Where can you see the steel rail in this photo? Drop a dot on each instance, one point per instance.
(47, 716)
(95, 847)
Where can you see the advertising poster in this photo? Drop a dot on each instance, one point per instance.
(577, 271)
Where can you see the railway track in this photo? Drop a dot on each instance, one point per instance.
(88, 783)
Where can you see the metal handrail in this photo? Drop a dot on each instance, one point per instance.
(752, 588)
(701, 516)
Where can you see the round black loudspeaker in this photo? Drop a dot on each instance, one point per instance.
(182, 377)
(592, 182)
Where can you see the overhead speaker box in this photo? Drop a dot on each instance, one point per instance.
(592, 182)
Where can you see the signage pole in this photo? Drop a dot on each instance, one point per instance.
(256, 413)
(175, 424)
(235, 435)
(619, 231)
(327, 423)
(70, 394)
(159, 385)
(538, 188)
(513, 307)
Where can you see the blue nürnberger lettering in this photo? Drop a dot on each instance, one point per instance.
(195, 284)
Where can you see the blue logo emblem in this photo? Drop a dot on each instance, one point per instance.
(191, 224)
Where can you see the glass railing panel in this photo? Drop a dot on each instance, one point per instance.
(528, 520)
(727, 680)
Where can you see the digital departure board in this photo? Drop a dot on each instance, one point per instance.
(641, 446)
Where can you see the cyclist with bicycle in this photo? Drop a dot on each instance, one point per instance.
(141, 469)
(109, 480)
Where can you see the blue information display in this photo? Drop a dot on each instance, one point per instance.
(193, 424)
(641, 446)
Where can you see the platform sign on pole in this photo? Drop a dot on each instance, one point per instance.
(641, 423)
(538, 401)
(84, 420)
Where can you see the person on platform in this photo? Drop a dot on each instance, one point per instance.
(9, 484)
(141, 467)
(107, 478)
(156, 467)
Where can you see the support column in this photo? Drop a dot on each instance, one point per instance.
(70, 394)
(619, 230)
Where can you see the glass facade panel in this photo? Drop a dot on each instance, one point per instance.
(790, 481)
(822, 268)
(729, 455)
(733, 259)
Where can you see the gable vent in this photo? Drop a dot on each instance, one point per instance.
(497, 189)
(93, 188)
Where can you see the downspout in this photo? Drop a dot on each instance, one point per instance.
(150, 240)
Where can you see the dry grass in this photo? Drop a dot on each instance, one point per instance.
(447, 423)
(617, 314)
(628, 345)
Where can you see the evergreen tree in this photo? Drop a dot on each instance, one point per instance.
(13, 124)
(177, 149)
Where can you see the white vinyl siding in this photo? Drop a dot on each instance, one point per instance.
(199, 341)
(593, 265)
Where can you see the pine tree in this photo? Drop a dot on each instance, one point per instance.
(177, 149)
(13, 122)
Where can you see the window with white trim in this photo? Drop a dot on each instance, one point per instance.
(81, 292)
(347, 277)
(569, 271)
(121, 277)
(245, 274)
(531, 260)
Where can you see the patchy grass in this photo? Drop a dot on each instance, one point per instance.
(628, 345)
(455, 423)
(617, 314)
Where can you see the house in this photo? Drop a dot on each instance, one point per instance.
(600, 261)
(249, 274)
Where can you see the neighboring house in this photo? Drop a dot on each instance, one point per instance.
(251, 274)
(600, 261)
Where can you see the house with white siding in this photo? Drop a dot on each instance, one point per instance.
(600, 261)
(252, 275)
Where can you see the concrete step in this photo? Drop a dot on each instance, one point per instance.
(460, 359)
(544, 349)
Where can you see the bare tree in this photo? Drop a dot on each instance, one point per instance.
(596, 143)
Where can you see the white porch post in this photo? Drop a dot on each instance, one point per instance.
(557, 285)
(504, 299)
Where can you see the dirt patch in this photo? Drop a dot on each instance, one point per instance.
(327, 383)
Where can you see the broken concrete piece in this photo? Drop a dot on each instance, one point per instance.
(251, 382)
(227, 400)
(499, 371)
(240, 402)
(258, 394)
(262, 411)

Goal ▸
Recast the rows as a numbered list, starting at the row that contains "Where can you see the dirt" and ending at the final row, and omit any blank lines.

Written answer ▸
1. Where can you see the dirt patch in this photo? Drop a dot on each instance, one point per instance.
2. (327, 383)
3. Where can you see the broken concrete piece in this photo? Drop a dot on each instance, one point per instance.
4. (251, 382)
5. (227, 400)
6. (499, 371)
7. (240, 402)
8. (258, 394)
9. (262, 411)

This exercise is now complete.